Leave out the pictures and copy the remaining records exactly.

((

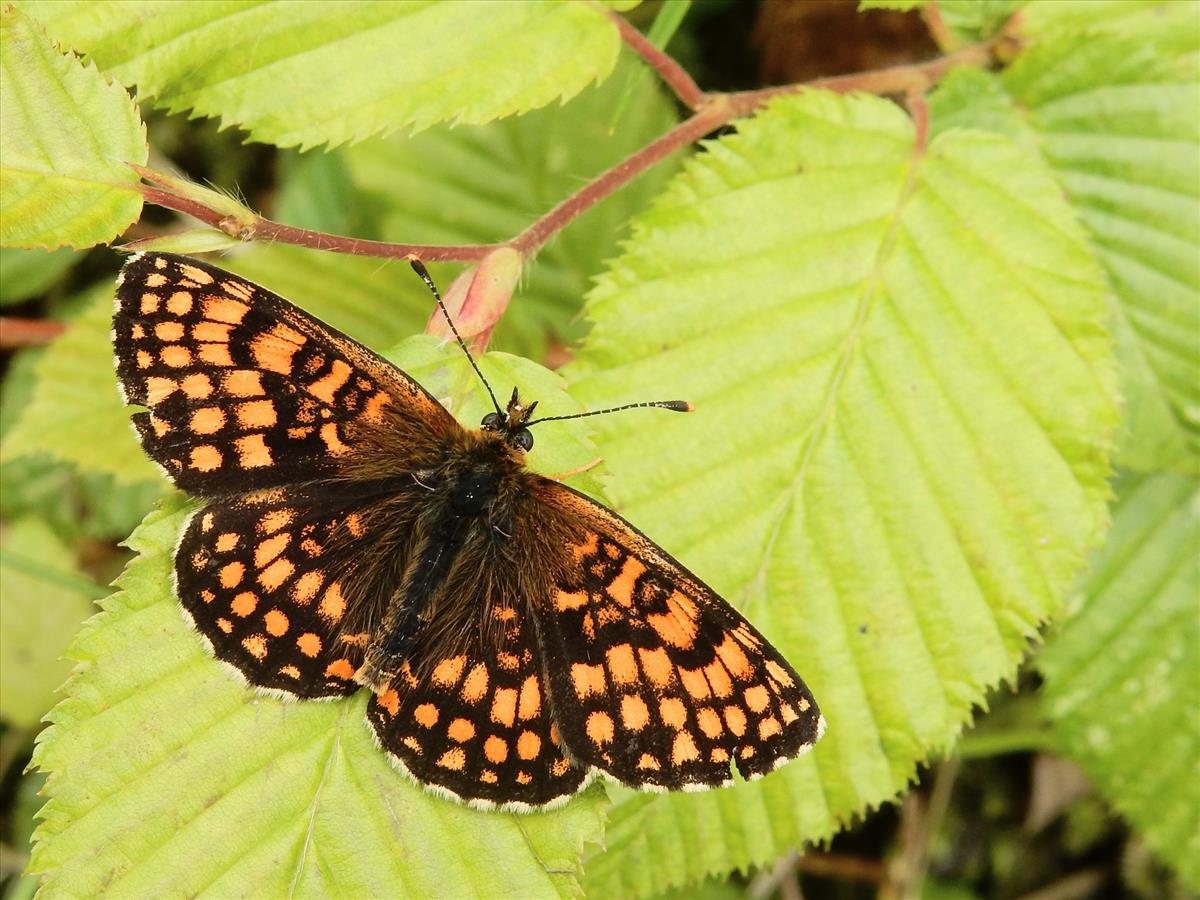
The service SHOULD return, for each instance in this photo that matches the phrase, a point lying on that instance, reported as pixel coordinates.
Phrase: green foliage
(294, 798)
(853, 286)
(65, 137)
(1123, 672)
(304, 73)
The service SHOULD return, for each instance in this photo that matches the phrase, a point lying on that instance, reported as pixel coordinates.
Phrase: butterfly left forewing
(654, 678)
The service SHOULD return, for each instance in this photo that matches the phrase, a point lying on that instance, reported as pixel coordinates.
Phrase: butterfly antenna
(419, 268)
(676, 406)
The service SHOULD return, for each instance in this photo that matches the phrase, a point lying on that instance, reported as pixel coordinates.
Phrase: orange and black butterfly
(517, 636)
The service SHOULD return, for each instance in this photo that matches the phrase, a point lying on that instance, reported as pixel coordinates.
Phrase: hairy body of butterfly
(517, 637)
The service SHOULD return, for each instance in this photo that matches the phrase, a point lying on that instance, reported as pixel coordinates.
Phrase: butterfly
(517, 637)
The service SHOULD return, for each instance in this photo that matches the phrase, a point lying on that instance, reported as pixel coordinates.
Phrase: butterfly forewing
(655, 679)
(244, 390)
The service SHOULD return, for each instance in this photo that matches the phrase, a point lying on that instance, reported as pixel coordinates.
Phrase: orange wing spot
(673, 712)
(622, 587)
(709, 721)
(756, 697)
(372, 411)
(453, 760)
(257, 414)
(306, 587)
(496, 749)
(581, 551)
(599, 727)
(256, 646)
(529, 705)
(588, 679)
(220, 309)
(634, 713)
(244, 383)
(273, 576)
(333, 439)
(252, 451)
(175, 355)
(528, 745)
(169, 330)
(390, 701)
(684, 749)
(657, 666)
(780, 675)
(276, 623)
(269, 549)
(327, 387)
(275, 520)
(448, 671)
(309, 643)
(695, 683)
(232, 574)
(622, 665)
(648, 762)
(333, 604)
(274, 349)
(216, 354)
(237, 289)
(736, 719)
(180, 303)
(211, 333)
(245, 603)
(207, 420)
(570, 599)
(735, 658)
(197, 275)
(719, 678)
(504, 706)
(474, 687)
(197, 387)
(159, 389)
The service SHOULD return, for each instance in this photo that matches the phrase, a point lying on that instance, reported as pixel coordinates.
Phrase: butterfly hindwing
(245, 390)
(654, 678)
(468, 713)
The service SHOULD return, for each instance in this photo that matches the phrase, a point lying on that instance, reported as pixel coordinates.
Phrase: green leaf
(905, 397)
(28, 273)
(166, 775)
(1122, 676)
(65, 137)
(1117, 126)
(475, 185)
(304, 73)
(45, 600)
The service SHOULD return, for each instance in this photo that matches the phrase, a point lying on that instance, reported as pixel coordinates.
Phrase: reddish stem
(671, 72)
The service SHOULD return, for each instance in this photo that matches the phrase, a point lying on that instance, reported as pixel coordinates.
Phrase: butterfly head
(513, 423)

))

_Reply to the exercise_:
The service SHOULD return, for each instance in this photo that matches the phrase, a point lying on that instance, reported as pixel coordinates.
Phrase: green foliage
(294, 798)
(853, 286)
(65, 137)
(1123, 672)
(304, 73)
The service SHOULD return, for each instance in this photo that matches the phrase, a point lying on that instance, reported as pixel coordinates.
Phrase: butterfly left forewing
(654, 678)
The service SHOULD return, for each instance in this photo that matches the phrase, a point lying on that instance, reported as pixel coordinates.
Phrase: butterfly antenna
(419, 268)
(676, 406)
The service SHOULD return, for each instance in this photo that matches the phrase, a point lying on that instance, reported as pixel coordinates.
Phrase: orange and black butterfly
(517, 636)
The service SHOULD return, for each instance in this photo that matches the phrase, a point lying on that instance, reported as pixel coordinates.
Phrase: hairy body of butterfly
(517, 637)
The service SHOULD return, for each instance in this photo that matches the phrase, a point lying on that instance, reported as pixel coordinates.
Phrase: butterfly
(517, 637)
The service SHOULD return, for each instance in this photo that matches the phrase, a point lying on that instance, reported as pixel coordinates.
Phrase: butterfly forewing
(655, 679)
(244, 390)
The service SHOULD return, for each instance in this photo that matches the phrase, a point lying on that instance, reported as pixel coordinates.
Phrase: orange wing spot
(673, 712)
(622, 587)
(709, 721)
(756, 697)
(372, 411)
(453, 760)
(257, 414)
(306, 587)
(496, 749)
(581, 551)
(599, 727)
(256, 646)
(529, 705)
(588, 679)
(220, 309)
(634, 713)
(244, 383)
(273, 576)
(333, 439)
(252, 451)
(175, 355)
(528, 745)
(169, 330)
(390, 701)
(684, 749)
(657, 666)
(780, 675)
(276, 623)
(269, 549)
(327, 387)
(275, 520)
(448, 671)
(309, 643)
(695, 683)
(232, 574)
(622, 665)
(648, 762)
(333, 604)
(274, 349)
(216, 354)
(237, 289)
(736, 719)
(180, 303)
(211, 333)
(245, 603)
(207, 420)
(570, 599)
(735, 658)
(197, 275)
(719, 678)
(504, 706)
(474, 687)
(197, 387)
(159, 389)
The service SHOULD return, for each instance in this photo that matches the phrase, a point lying on that instance, reported as pixel coordinates.
Phrase: butterfly hindwing
(245, 390)
(654, 678)
(468, 713)
The service SHOULD return, for each instance in this photo that matches the phrase, a point lying on that instance, reported as pixel coordinates.
Phrase: green leaf
(905, 397)
(28, 273)
(166, 775)
(1122, 676)
(65, 137)
(1117, 126)
(475, 185)
(304, 73)
(45, 600)
The service SHOULD return, for each instance in this photo that matches the phrase, a point lying on that instance, reported as pixel coordinates.
Phrase: reddish stem
(671, 72)
The service SHOULD return, for each instance in this photo that matches the phrase, a point lying on that instance, reported as pixel coordinates.
Phrase: butterfly head
(513, 423)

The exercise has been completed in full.